TASK TO COMPLETE: Output each record below exactly, leaving any picture out of the copy.

|---|

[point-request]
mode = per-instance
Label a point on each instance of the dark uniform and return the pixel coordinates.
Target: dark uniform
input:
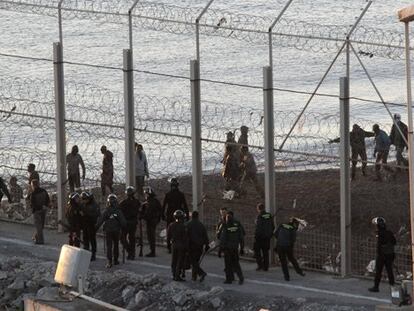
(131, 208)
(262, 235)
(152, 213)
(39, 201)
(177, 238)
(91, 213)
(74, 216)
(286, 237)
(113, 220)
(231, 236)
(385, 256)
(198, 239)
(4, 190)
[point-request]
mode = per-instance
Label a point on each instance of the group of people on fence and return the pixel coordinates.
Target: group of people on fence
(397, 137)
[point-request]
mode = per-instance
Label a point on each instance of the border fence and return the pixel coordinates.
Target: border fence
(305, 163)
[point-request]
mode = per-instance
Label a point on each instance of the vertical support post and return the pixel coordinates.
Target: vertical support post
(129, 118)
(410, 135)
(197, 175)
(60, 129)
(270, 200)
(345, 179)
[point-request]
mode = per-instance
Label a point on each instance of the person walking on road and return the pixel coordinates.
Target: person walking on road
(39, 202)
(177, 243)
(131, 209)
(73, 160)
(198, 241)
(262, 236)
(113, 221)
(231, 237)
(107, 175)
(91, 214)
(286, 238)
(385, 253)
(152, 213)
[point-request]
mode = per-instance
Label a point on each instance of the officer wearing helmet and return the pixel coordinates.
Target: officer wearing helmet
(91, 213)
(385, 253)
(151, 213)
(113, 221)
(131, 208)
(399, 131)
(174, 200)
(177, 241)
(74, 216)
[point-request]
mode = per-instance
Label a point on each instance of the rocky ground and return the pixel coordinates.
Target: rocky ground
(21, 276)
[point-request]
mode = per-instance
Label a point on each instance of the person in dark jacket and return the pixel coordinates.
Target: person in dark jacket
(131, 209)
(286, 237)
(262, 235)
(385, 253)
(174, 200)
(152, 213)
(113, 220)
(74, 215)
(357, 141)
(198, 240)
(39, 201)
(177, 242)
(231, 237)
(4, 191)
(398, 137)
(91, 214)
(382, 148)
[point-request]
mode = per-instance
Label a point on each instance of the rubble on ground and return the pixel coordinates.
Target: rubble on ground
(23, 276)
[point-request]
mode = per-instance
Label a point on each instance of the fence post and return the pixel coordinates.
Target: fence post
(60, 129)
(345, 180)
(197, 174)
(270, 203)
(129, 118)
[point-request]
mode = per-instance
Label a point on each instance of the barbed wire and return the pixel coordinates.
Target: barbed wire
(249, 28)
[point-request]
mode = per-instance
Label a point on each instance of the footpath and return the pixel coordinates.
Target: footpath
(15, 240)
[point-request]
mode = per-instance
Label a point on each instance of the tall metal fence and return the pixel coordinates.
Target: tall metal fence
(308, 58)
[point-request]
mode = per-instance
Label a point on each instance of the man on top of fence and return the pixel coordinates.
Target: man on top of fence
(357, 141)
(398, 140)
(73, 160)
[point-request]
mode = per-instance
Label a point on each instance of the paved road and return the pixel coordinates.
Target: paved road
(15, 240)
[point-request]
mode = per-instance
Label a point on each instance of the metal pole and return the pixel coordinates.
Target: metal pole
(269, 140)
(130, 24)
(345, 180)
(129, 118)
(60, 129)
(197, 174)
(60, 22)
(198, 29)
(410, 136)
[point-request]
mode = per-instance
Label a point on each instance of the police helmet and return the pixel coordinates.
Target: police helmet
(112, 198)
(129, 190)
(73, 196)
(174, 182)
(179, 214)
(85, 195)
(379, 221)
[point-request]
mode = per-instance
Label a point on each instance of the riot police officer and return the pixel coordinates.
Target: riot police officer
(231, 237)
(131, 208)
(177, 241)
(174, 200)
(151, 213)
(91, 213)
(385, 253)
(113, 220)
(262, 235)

|---|

EXERCISE SOLUTION:
[point-request]
mode = per-instance
Label a point on each instance of the dark uniform and return the pixel coordinates.
Target: dark uniform
input:
(131, 208)
(262, 235)
(152, 213)
(39, 201)
(177, 238)
(91, 213)
(74, 216)
(286, 237)
(113, 220)
(231, 236)
(385, 256)
(198, 239)
(4, 190)
[point-request]
mode = per-instance
Label a point on each instance of the group of people on fence and return the pixel coordinates.
Target: group of people on fence
(397, 137)
[point-request]
mode = per-instance
Label a point on each instance of the border fence and return the pixel coordinates.
Target: border fence
(305, 163)
[point-request]
mode = per-instance
Label a point on each instance of the vertical support post and return the pixel coordinates.
Target: vertical support post
(129, 118)
(410, 135)
(197, 175)
(60, 129)
(270, 200)
(345, 179)
[point-request]
mode = per-instance
Label a point on each instance of the person walking on road and return the pixel coordinates.
Target: person walking on road
(39, 202)
(177, 243)
(131, 209)
(73, 160)
(198, 241)
(262, 236)
(113, 221)
(231, 237)
(107, 175)
(91, 214)
(286, 238)
(385, 253)
(152, 213)
[point-request]
mode = per-instance
Label a point on each instance of the officer wearing helmet and return the pixel coordinates.
Target: officer wearing helmet
(91, 213)
(385, 253)
(151, 213)
(113, 221)
(131, 208)
(399, 131)
(174, 200)
(177, 241)
(74, 216)
[point-request]
mode = per-instance
Label a point on each instance of the rocky ground and return the pixel coordinates.
Target: rocky ground
(21, 276)
[point-request]
mode = per-instance
Label a point on each instance of the person in dark jacket and return the pixel coordinates.
Target: person in dark jacket
(131, 209)
(286, 237)
(262, 235)
(385, 253)
(174, 200)
(152, 213)
(113, 220)
(74, 215)
(357, 141)
(198, 240)
(39, 201)
(177, 242)
(231, 237)
(4, 191)
(398, 137)
(91, 214)
(382, 148)
[point-request]
mode = per-instance
Label a point on each instance of the rubble on ground and return the pixel coordinates.
Target: rubble on ground
(23, 276)
[point-request]
mode = per-instance
Label a point on each instance of the fence post and return the pixel coordinates.
Target: fence post
(60, 129)
(345, 180)
(197, 174)
(270, 203)
(129, 118)
[point-request]
mode = per-instance
Label a point on each instance of the barbed wire and return the pixel coordinates.
Target: barbed wire
(249, 28)
[point-request]
mode = per-instance
Label a point on each instance of the footpath and return the pixel coordinates.
Target: footpath
(15, 240)
[point-request]
mode = per-instance
Label a point on each instance of the tall metal fence and return the pixel coordinates.
Target: tall metal fence
(308, 58)
[point-request]
mode = per-instance
Label a point on each instance of the man on top of fence and return the pixel coordinates.
Target: man on top of fence
(357, 141)
(398, 140)
(73, 160)
[point-request]
mode = per-instance
Label a point on each instance of the paved road and return the pixel coordinates.
Target: paved road
(15, 240)
[point-request]
mode = per-instance
Label a point on each instance of the metal pole and return the pixel coordinates.
Target: metal pole
(269, 140)
(130, 24)
(345, 180)
(129, 118)
(60, 129)
(197, 174)
(60, 22)
(198, 29)
(410, 136)
[point-request]
mode = per-instance
Label a point on each instance of the police helmet and return the pixel coordinates.
Target: police helmet
(112, 198)
(129, 190)
(73, 196)
(174, 182)
(179, 214)
(85, 195)
(379, 221)
[point-request]
mode = per-instance
Label a point on each instance of the riot police officer and return the pixel coordinates.
Target: riot police officer
(231, 237)
(131, 208)
(177, 241)
(174, 200)
(151, 213)
(91, 213)
(385, 253)
(113, 220)
(262, 235)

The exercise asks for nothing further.